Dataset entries

-- Opening Marker --

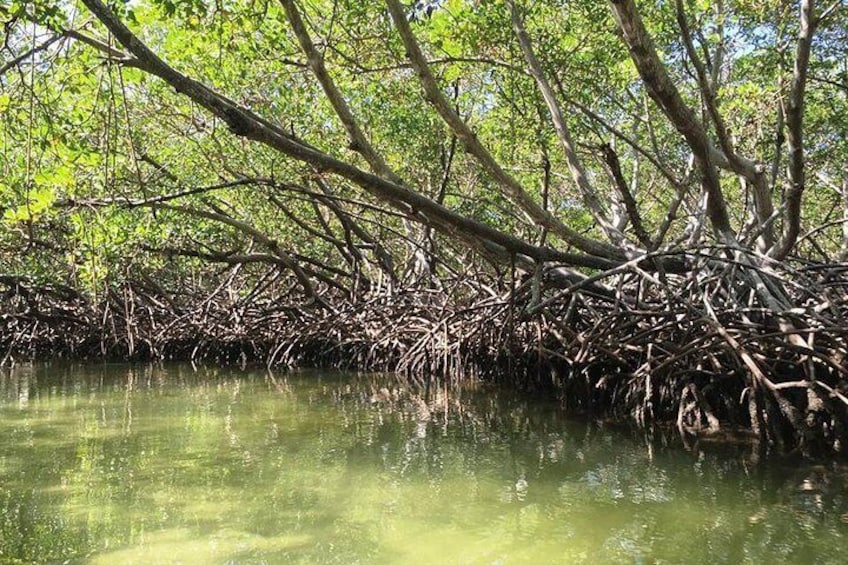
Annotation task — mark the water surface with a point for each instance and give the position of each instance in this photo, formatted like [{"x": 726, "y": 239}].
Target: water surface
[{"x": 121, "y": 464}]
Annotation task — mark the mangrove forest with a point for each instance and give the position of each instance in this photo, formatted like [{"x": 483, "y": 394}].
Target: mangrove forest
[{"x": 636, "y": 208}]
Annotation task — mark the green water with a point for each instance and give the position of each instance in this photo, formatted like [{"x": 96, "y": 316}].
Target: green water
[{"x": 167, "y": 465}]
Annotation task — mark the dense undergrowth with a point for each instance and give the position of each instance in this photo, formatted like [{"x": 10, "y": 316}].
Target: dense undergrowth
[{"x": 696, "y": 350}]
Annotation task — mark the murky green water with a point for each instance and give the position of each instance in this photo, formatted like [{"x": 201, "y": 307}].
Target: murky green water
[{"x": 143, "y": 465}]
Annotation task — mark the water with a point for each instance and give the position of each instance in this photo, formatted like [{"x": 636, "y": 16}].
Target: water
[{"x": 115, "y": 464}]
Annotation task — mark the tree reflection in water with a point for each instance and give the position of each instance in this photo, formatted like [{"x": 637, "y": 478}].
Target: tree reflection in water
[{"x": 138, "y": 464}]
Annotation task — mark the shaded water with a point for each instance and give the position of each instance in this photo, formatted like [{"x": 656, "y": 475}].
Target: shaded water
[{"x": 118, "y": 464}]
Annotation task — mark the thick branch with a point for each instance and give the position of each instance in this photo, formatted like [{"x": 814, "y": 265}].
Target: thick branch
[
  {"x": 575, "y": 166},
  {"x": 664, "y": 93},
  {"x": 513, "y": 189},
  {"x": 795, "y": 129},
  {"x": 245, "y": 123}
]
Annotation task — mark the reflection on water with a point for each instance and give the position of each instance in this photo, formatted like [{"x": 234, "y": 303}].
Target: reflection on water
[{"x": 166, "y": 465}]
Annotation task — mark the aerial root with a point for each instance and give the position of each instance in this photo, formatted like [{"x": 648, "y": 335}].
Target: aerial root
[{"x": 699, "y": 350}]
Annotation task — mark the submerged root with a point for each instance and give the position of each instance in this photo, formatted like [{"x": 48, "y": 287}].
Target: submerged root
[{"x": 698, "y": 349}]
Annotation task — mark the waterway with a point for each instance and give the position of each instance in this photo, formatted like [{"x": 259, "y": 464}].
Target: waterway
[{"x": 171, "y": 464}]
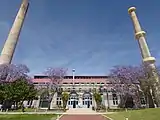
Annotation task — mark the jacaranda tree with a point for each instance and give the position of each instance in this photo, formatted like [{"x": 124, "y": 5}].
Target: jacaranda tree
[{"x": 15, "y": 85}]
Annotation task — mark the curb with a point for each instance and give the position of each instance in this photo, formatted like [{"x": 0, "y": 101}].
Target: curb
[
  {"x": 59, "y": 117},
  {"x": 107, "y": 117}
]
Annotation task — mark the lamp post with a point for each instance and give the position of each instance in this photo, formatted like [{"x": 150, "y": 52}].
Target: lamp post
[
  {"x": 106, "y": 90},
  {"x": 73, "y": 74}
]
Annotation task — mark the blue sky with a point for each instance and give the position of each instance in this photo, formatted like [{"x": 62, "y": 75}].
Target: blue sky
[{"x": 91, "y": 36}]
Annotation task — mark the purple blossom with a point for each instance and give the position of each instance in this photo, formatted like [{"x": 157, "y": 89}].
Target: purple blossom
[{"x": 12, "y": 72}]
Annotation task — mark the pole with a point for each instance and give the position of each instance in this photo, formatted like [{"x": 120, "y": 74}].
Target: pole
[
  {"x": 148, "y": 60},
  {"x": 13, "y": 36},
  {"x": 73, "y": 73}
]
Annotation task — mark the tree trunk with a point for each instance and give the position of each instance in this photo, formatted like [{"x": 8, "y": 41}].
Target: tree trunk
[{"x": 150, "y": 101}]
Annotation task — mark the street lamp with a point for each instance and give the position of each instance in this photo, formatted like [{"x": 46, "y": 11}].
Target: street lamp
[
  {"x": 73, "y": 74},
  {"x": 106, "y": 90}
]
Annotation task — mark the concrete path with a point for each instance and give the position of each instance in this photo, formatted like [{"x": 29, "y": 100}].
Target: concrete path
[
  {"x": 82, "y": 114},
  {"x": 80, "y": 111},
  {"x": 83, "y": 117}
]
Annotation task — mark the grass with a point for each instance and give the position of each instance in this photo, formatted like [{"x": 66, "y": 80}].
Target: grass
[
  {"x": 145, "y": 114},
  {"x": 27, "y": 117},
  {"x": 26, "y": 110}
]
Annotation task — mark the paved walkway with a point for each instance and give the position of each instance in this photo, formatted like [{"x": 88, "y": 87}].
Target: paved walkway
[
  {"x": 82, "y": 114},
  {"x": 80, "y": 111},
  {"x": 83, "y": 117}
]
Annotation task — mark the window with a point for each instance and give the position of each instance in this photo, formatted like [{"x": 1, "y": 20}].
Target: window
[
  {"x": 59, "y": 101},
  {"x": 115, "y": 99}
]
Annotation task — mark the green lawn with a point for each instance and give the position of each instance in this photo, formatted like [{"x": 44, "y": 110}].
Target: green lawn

-- Closing Marker --

What is needed is a word-for-word copy of the data, minus its pictures.

__ANSWER FOR THIS EXERCISE__
Annotation task — mark the water surface with a point for each instance and give the position of each instance in this photo, formatted like [{"x": 726, "y": 239}].
Target: water surface
[{"x": 121, "y": 464}]
Annotation task — mark the mangrove forest with a point for each instance and give the position of each instance in this photo, formatted like [{"x": 483, "y": 394}].
Target: mangrove forest
[{"x": 636, "y": 208}]
Annotation task — mark the green water with a point for each instance and give the position of each instance in this photo, formatted like [{"x": 96, "y": 316}].
Target: green water
[{"x": 167, "y": 465}]
Annotation task — mark the dense undergrowth with a point for each instance and give the position of each instance in this photo, formatted like [{"x": 10, "y": 316}].
Target: dense undergrowth
[{"x": 696, "y": 350}]
Annotation task — mark the murky green water with a point for each instance and give the position of each instance in this photo, formatted like [{"x": 201, "y": 307}].
Target: murky green water
[{"x": 143, "y": 465}]
Annotation task — mark the water with a point for each instance and give the position of each instance in this photo, formatted like [{"x": 636, "y": 16}].
Target: water
[{"x": 115, "y": 464}]
Annotation task — mark the tree reflection in water with a point for each instance and give the position of each instance in this photo, formatted like [{"x": 637, "y": 478}].
Target: tree reflection in water
[{"x": 138, "y": 464}]
Annotation task — mark the shaded water with a point for each instance and give the position of each instance in this photo, formatted like [{"x": 656, "y": 475}].
Target: shaded water
[{"x": 118, "y": 464}]
Annotation task — mark the thick branch with a point for each instance and give the position of each instance in this photo, formatted like [{"x": 814, "y": 265}].
Target: thick branch
[
  {"x": 575, "y": 166},
  {"x": 664, "y": 93},
  {"x": 513, "y": 189},
  {"x": 795, "y": 129},
  {"x": 245, "y": 123}
]
Annotation task — mark the reflection on water with a point for each instance and give the position of each instance in this photo, formatted like [{"x": 234, "y": 303}].
Target: reflection on water
[{"x": 166, "y": 465}]
Annotation task — mark the aerial root with a point for each instance and give the position of each instance in this photo, formatted like [{"x": 648, "y": 335}].
Target: aerial root
[{"x": 699, "y": 350}]
Annotation task — mark the submerged root with a point for each instance and give the position of each instance in this photo, formatted like [{"x": 48, "y": 287}].
Target: submerged root
[{"x": 698, "y": 349}]
Annotation task — mark the waterway with a point for each instance and give the position of each instance in this photo, formatted like [{"x": 259, "y": 464}].
Target: waterway
[{"x": 171, "y": 464}]
Annotation task — mark the jacaranda tree with a point for each instance and give the position of each instance in this photo, formatted like [{"x": 124, "y": 5}].
Target: jacaranda tree
[{"x": 15, "y": 85}]
Annotation task — mark the curb with a point for each instance and give the position of each instance in this photo, formatted like [{"x": 0, "y": 101}].
Target: curb
[
  {"x": 59, "y": 117},
  {"x": 107, "y": 117}
]
Annotation task — mark the lamp post with a point for each instance and give the position of each instance in this photo, formatted like [{"x": 150, "y": 52}].
Target: lamp post
[
  {"x": 106, "y": 90},
  {"x": 73, "y": 74}
]
Annotation task — mark the blue sky with a point for each instance and give the position of each instance in this photo, formatted like [{"x": 62, "y": 75}].
Target: blue sky
[{"x": 91, "y": 36}]
Annotation task — mark the purple blossom with a point for each instance and give the position of each instance in this photo, formatted like [{"x": 157, "y": 89}].
Target: purple blossom
[{"x": 12, "y": 72}]
Annotation task — mark the pole with a point for each instance and give the position of each instance in this photo, formatted like [{"x": 120, "y": 74}].
Target: pole
[
  {"x": 148, "y": 60},
  {"x": 13, "y": 36},
  {"x": 73, "y": 73}
]
Annotation task — mark the tree trunk with a point for each instance and give the position of each instance in this photo, formatted like [{"x": 8, "y": 41}].
Target: tree trunk
[{"x": 150, "y": 101}]
Annotation task — mark the street lamp with a point for each instance and give the position of each instance in this photo, formatted like [{"x": 46, "y": 11}].
Target: street lamp
[
  {"x": 73, "y": 74},
  {"x": 106, "y": 90}
]
Annotation task — mark the concrete path with a point for each instance and give the position of each instance in this photo, formatted like [{"x": 29, "y": 100}].
Target: concrete path
[
  {"x": 82, "y": 114},
  {"x": 80, "y": 111},
  {"x": 83, "y": 117}
]
Annotation task — mark the grass with a point for each instance and give the position of each instance in this photo, formatted like [{"x": 66, "y": 80}].
Target: grass
[
  {"x": 145, "y": 114},
  {"x": 27, "y": 117},
  {"x": 26, "y": 110}
]
Annotation task — mark the paved walkway with a point for each instance and give the position of each instance in this photo, formatted like [{"x": 88, "y": 87}].
Target: paved walkway
[
  {"x": 82, "y": 114},
  {"x": 80, "y": 111},
  {"x": 83, "y": 117}
]
Annotation task — mark the window with a point for each instance and give the position of each instance in this photo, formatted like [{"x": 1, "y": 20}].
Target: window
[
  {"x": 59, "y": 101},
  {"x": 115, "y": 99}
]
Annotation task — mark the green lawn with a point for each instance and give the position of each instance in this photo, formatted like [{"x": 44, "y": 110}].
Target: green lawn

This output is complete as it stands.